=== THE DATA ===
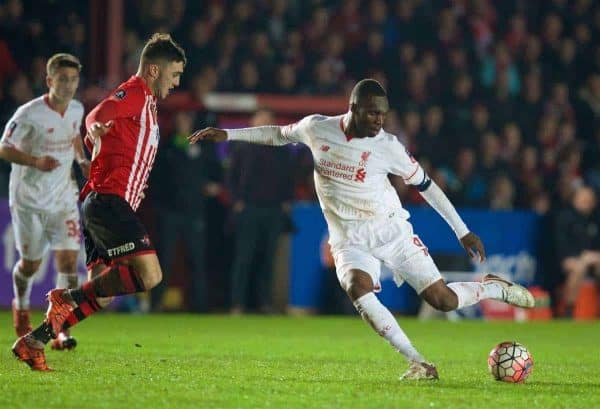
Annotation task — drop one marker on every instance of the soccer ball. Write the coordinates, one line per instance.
(510, 362)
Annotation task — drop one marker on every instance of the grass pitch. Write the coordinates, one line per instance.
(186, 361)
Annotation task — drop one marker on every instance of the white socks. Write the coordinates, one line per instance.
(384, 323)
(21, 288)
(66, 280)
(470, 293)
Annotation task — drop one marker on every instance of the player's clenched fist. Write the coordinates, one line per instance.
(208, 134)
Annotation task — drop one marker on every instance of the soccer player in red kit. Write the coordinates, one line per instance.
(123, 137)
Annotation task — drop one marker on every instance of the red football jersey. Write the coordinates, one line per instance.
(123, 157)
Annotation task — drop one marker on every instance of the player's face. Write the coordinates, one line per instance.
(369, 115)
(63, 83)
(168, 78)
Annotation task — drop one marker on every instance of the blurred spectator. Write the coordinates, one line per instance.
(260, 182)
(502, 193)
(577, 235)
(181, 183)
(501, 65)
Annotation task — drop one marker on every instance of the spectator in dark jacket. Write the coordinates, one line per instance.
(260, 180)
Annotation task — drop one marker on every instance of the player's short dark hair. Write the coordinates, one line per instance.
(162, 47)
(61, 60)
(366, 88)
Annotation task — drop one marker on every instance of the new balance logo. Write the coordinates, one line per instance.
(360, 175)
===
| EXERCISE |
Copy the listing above word for word, including every coordinate line, and leave the pictures out.

| EXPECTED ANSWER |
Annotation task — drop one marker on every instance of the soccer ball. Write the coordinates, one line per instance.
(510, 362)
Annotation task — drop one marker on every instance of the grass pitch. Write the coordinates, one line per instance.
(186, 361)
Annotation task — drop one marker on every instance of the white socks. Write the coordinates, one line per instance.
(384, 323)
(21, 288)
(66, 280)
(470, 293)
Annotation task — drop one marker on every instance of the player's clenched fist. Write the coordinates, one line per instance.
(208, 134)
Annotation task — drop one marker on every instance of the soccer player in red kit. Write the coordinates, one line per instance.
(123, 137)
Annotation task — drop one marker on every instance of the red football jersey. Write the coordinates, one line per instance.
(123, 157)
Annotation task — drop one marker on every instance of the player's face. Write the coordinates, one line per instance.
(369, 115)
(63, 83)
(168, 78)
Annotation task — drop one marker on every instance of the blurred spectator. Write the coordinates, one line per instance.
(260, 182)
(502, 193)
(577, 235)
(181, 183)
(501, 65)
Annotation task — drop one marker on every instance of the spectator in dark jacket. Write the coordinates, one line per instance.
(260, 180)
Annotation task — drop one marker on every instance of the player's short dark hair. Write the coordinates, one line per instance.
(162, 47)
(61, 60)
(366, 88)
Annotation task — drop one marker on every instance of the new balance logo. Write the coordinates, one line per instance.
(360, 175)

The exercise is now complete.